:: Instructions to follow ::
Convert every line of the items below into a JSON list of strings, one string per line, and leave out any blank lines.

:: Provided material ::
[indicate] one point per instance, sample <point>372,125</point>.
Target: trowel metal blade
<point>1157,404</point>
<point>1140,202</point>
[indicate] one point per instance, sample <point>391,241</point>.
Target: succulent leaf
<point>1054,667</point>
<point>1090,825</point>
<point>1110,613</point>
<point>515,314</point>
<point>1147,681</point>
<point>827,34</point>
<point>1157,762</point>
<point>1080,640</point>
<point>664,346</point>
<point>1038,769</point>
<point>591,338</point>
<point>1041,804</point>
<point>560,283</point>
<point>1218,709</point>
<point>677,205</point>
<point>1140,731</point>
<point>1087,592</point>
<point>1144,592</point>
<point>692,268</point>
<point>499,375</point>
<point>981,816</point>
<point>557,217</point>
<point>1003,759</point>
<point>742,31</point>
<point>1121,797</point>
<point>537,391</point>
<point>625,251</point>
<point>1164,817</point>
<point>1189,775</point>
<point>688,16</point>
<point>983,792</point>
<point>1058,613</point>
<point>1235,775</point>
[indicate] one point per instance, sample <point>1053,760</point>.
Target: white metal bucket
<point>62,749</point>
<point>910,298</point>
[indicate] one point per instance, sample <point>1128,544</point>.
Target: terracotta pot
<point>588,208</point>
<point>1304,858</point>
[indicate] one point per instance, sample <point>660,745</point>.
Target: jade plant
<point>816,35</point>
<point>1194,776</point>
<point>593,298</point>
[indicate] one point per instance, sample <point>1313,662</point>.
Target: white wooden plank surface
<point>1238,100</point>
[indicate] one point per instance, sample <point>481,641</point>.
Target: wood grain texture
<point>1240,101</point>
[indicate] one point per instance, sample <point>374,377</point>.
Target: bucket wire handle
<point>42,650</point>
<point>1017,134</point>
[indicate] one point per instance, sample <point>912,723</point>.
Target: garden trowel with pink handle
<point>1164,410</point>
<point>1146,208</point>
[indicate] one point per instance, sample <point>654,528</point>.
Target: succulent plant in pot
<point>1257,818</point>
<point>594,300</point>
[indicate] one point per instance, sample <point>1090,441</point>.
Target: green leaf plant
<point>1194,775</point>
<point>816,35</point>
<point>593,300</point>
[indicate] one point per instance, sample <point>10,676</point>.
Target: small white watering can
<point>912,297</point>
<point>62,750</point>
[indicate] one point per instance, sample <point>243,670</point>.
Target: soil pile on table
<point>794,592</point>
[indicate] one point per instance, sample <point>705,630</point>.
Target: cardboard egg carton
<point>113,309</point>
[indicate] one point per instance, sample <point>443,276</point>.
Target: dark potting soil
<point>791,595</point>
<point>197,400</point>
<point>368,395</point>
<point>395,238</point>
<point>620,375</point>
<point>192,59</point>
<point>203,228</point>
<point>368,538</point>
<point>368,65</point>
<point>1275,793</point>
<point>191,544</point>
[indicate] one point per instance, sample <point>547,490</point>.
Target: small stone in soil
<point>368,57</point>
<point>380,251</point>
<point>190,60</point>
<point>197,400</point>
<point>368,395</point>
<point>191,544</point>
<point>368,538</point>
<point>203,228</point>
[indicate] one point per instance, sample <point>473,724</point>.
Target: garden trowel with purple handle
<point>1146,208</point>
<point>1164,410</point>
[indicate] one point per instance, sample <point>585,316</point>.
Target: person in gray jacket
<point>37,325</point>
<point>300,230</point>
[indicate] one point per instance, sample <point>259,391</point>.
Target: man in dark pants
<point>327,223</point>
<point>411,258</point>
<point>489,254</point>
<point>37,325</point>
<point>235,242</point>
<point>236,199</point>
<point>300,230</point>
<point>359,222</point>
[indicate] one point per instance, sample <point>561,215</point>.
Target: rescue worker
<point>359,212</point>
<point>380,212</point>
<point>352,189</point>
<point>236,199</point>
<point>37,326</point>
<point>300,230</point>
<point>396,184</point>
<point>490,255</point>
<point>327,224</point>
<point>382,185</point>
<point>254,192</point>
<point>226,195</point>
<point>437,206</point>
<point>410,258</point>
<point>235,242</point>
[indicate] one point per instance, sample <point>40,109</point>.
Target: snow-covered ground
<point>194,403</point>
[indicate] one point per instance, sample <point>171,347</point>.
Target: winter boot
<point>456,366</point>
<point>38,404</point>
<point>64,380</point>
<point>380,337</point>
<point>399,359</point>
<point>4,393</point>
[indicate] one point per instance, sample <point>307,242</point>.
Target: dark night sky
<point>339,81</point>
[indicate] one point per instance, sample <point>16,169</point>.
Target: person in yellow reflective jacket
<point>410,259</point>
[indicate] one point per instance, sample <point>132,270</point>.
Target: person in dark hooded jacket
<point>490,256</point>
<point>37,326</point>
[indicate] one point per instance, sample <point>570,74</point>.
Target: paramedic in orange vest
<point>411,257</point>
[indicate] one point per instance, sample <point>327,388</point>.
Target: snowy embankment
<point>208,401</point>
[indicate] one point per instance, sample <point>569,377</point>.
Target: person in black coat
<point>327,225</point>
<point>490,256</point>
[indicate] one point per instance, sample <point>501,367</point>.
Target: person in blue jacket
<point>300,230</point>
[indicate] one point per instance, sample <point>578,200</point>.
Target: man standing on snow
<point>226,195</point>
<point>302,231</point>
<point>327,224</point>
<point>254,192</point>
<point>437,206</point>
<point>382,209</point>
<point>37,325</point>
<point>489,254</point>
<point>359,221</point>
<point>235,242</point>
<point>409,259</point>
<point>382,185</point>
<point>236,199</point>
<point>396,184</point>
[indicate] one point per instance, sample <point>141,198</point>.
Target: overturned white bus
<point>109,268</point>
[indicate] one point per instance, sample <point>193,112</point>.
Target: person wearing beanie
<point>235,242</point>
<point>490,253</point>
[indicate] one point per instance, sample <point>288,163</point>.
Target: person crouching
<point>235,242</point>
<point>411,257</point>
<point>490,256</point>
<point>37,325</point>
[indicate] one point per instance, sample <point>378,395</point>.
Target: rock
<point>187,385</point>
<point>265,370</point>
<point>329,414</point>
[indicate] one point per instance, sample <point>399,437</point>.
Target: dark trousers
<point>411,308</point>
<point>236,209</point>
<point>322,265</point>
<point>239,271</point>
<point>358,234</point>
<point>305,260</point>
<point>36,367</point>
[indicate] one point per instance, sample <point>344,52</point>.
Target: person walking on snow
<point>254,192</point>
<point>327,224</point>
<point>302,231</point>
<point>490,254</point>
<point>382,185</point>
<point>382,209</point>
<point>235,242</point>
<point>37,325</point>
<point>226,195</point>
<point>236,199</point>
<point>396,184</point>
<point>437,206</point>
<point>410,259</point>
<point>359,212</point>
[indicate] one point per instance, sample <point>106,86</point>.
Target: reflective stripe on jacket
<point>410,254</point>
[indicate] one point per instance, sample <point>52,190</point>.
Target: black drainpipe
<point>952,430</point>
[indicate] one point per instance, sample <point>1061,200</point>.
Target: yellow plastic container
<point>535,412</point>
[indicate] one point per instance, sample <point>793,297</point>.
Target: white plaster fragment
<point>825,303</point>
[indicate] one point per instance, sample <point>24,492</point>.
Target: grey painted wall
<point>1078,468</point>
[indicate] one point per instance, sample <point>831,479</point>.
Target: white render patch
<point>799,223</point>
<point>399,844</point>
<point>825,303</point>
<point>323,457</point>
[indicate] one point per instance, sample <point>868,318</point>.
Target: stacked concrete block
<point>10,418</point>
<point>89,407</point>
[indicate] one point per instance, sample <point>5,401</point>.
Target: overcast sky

:: Result below ::
[
  "[indicate] one point per instance, sample <point>372,125</point>.",
  "Target: trowel metal blade",
  "<point>1157,404</point>",
  "<point>1140,202</point>",
  "[indicate] one point per instance, sample <point>391,241</point>.",
  "Target: succulent leaf",
  "<point>1054,667</point>",
  "<point>1090,825</point>",
  "<point>1110,613</point>",
  "<point>515,314</point>",
  "<point>1147,681</point>",
  "<point>827,34</point>",
  "<point>1157,762</point>",
  "<point>1080,640</point>",
  "<point>664,346</point>",
  "<point>1038,769</point>",
  "<point>591,338</point>",
  "<point>1041,804</point>",
  "<point>560,283</point>",
  "<point>1218,709</point>",
  "<point>677,205</point>",
  "<point>1140,731</point>",
  "<point>1087,592</point>",
  "<point>1144,592</point>",
  "<point>692,268</point>",
  "<point>499,375</point>",
  "<point>981,816</point>",
  "<point>557,217</point>",
  "<point>1003,759</point>",
  "<point>742,31</point>",
  "<point>1121,797</point>",
  "<point>537,391</point>",
  "<point>625,251</point>",
  "<point>1164,817</point>",
  "<point>1189,775</point>",
  "<point>688,16</point>",
  "<point>983,792</point>",
  "<point>1058,613</point>",
  "<point>1235,775</point>",
  "[indicate] one point per instance, sample <point>1053,760</point>.",
  "Target: white metal bucket",
  "<point>62,749</point>",
  "<point>910,298</point>",
  "[indicate] one point per instance, sample <point>1128,544</point>.",
  "Target: terracotta pot",
  "<point>588,208</point>",
  "<point>1304,858</point>",
  "[indicate] one point per instance, sample <point>660,745</point>.",
  "Target: jade plant",
  "<point>816,35</point>",
  "<point>1194,776</point>",
  "<point>593,298</point>",
  "[indicate] one point per instance, sample <point>1313,662</point>.",
  "Target: white wooden plank surface",
  "<point>1238,100</point>",
  "[indicate] one point per instance, sample <point>481,641</point>.",
  "Target: wood grain texture",
  "<point>1240,101</point>",
  "[indicate] one point per instance, sample <point>374,377</point>.",
  "Target: bucket wire handle",
  "<point>42,650</point>",
  "<point>1017,134</point>",
  "[indicate] one point per instance, sample <point>912,723</point>.",
  "Target: garden trowel with pink handle",
  "<point>1164,410</point>",
  "<point>1146,208</point>",
  "[indicate] one point per instance, sample <point>654,528</point>.",
  "Target: succulent plant in pot",
  "<point>1257,818</point>",
  "<point>594,300</point>",
  "[indicate] one point per instance, sample <point>1090,441</point>.",
  "Target: green leaf plant",
  "<point>1194,775</point>",
  "<point>816,35</point>",
  "<point>593,300</point>",
  "[indicate] one point per instance, sample <point>10,676</point>.",
  "Target: small white watering can",
  "<point>912,297</point>",
  "<point>62,750</point>",
  "[indicate] one point per instance, sample <point>243,670</point>.",
  "Target: soil pile on table",
  "<point>794,592</point>",
  "[indicate] one point per instance, sample <point>705,630</point>.",
  "Target: cardboard egg carton",
  "<point>113,309</point>",
  "[indicate] one point per instance, sample <point>443,276</point>.",
  "Target: dark potting soil",
  "<point>791,595</point>",
  "<point>197,400</point>",
  "<point>368,395</point>",
  "<point>395,238</point>",
  "<point>620,375</point>",
  "<point>192,59</point>",
  "<point>203,228</point>",
  "<point>368,538</point>",
  "<point>368,65</point>",
  "<point>1275,793</point>",
  "<point>191,544</point>",
  "[indicate] one point per instance, sample <point>547,490</point>.",
  "Target: small stone in soil",
  "<point>368,57</point>",
  "<point>380,251</point>",
  "<point>190,60</point>",
  "<point>197,400</point>",
  "<point>368,395</point>",
  "<point>191,544</point>",
  "<point>368,538</point>",
  "<point>203,228</point>",
  "[indicate] one point per instance, sample <point>473,724</point>.",
  "Target: garden trowel with purple handle",
  "<point>1146,208</point>",
  "<point>1164,410</point>",
  "[indicate] one point per instance, sample <point>585,316</point>.",
  "Target: person in gray jacket",
  "<point>37,325</point>",
  "<point>300,230</point>",
  "[indicate] one point per instance, sample <point>259,391</point>.",
  "Target: man in dark pants",
  "<point>327,223</point>",
  "<point>411,258</point>",
  "<point>489,254</point>",
  "<point>37,325</point>",
  "<point>235,242</point>",
  "<point>236,199</point>",
  "<point>300,230</point>",
  "<point>359,222</point>",
  "[indicate] one point per instance, sample <point>561,215</point>.",
  "Target: rescue worker",
  "<point>359,212</point>",
  "<point>380,212</point>",
  "<point>352,189</point>",
  "<point>236,199</point>",
  "<point>37,326</point>",
  "<point>300,230</point>",
  "<point>396,184</point>",
  "<point>490,255</point>",
  "<point>327,224</point>",
  "<point>382,185</point>",
  "<point>254,192</point>",
  "<point>226,195</point>",
  "<point>437,206</point>",
  "<point>410,258</point>",
  "<point>235,242</point>",
  "[indicate] one point per instance, sample <point>40,109</point>.",
  "Target: snow-covered ground",
  "<point>194,403</point>",
  "[indicate] one point per instance, sample <point>171,347</point>.",
  "Target: winter boot",
  "<point>456,366</point>",
  "<point>38,404</point>",
  "<point>64,380</point>",
  "<point>380,337</point>",
  "<point>399,359</point>",
  "<point>4,393</point>",
  "[indicate] one point per instance, sample <point>307,242</point>.",
  "Target: dark night sky",
  "<point>339,81</point>",
  "[indicate] one point per instance, sample <point>16,169</point>.",
  "Target: person in yellow reflective jacket",
  "<point>410,259</point>",
  "[indicate] one point per instance, sample <point>132,270</point>.",
  "Target: person in dark hooded jacket",
  "<point>490,256</point>",
  "<point>37,326</point>",
  "[indicate] one point per instance, sample <point>570,74</point>.",
  "Target: paramedic in orange vest",
  "<point>411,257</point>",
  "[indicate] one point per instance, sample <point>327,388</point>.",
  "Target: snowy embankment",
  "<point>208,401</point>",
  "[indicate] one point per instance, sample <point>569,377</point>.",
  "Target: person in black coat",
  "<point>327,225</point>",
  "<point>490,256</point>",
  "[indicate] one point per instance, sample <point>501,367</point>.",
  "Target: person in blue jacket",
  "<point>300,230</point>",
  "[indicate] one point per instance, sample <point>578,200</point>.",
  "Target: man standing on snow",
  "<point>226,195</point>",
  "<point>302,231</point>",
  "<point>327,224</point>",
  "<point>254,192</point>",
  "<point>437,206</point>",
  "<point>382,209</point>",
  "<point>37,325</point>",
  "<point>489,254</point>",
  "<point>359,221</point>",
  "<point>235,242</point>",
  "<point>409,259</point>",
  "<point>382,185</point>",
  "<point>236,199</point>",
  "<point>396,184</point>",
  "[indicate] one point per instance, sample <point>141,198</point>.",
  "Target: overturned white bus",
  "<point>109,268</point>",
  "[indicate] one point per instance, sample <point>193,112</point>.",
  "Target: person wearing beanie",
  "<point>235,242</point>",
  "<point>490,253</point>",
  "[indicate] one point per instance, sample <point>288,163</point>.",
  "Target: person crouching",
  "<point>235,242</point>",
  "<point>411,257</point>",
  "<point>490,256</point>",
  "<point>37,325</point>",
  "[indicate] one point per instance, sample <point>378,395</point>.",
  "Target: rock",
  "<point>187,385</point>",
  "<point>265,370</point>",
  "<point>329,414</point>",
  "[indicate] one point per instance, sample <point>399,437</point>.",
  "Target: dark trousers",
  "<point>411,308</point>",
  "<point>236,209</point>",
  "<point>322,265</point>",
  "<point>239,271</point>",
  "<point>358,234</point>",
  "<point>305,260</point>",
  "<point>36,367</point>",
  "[indicate] one point per instance, sample <point>344,52</point>.",
  "Target: person walking on snow",
  "<point>254,192</point>",
  "<point>327,224</point>",
  "<point>302,231</point>",
  "<point>490,254</point>",
  "<point>382,185</point>",
  "<point>382,209</point>",
  "<point>235,242</point>",
  "<point>37,325</point>",
  "<point>226,195</point>",
  "<point>236,199</point>",
  "<point>396,184</point>",
  "<point>437,206</point>",
  "<point>410,259</point>",
  "<point>359,212</point>",
  "[indicate] one point per instance, sample <point>106,86</point>.",
  "Target: reflective stripe on jacket",
  "<point>410,254</point>",
  "[indicate] one point per instance, sample <point>52,190</point>.",
  "Target: black drainpipe",
  "<point>952,430</point>",
  "[indicate] one point per instance, sample <point>1061,200</point>.",
  "Target: yellow plastic container",
  "<point>535,412</point>",
  "[indicate] one point per instance, sample <point>793,297</point>.",
  "Target: white plaster fragment",
  "<point>825,303</point>",
  "[indicate] one point per instance, sample <point>24,492</point>.",
  "Target: grey painted wall",
  "<point>1078,468</point>",
  "[indicate] one point per instance, sample <point>831,479</point>.",
  "Target: white render patch",
  "<point>799,223</point>",
  "<point>399,844</point>",
  "<point>825,303</point>",
  "<point>323,457</point>",
  "[indicate] one point per instance, sample <point>868,318</point>.",
  "Target: stacked concrete block",
  "<point>10,418</point>",
  "<point>89,407</point>",
  "[indicate] one point per instance, sample <point>5,401</point>.",
  "Target: overcast sky"
]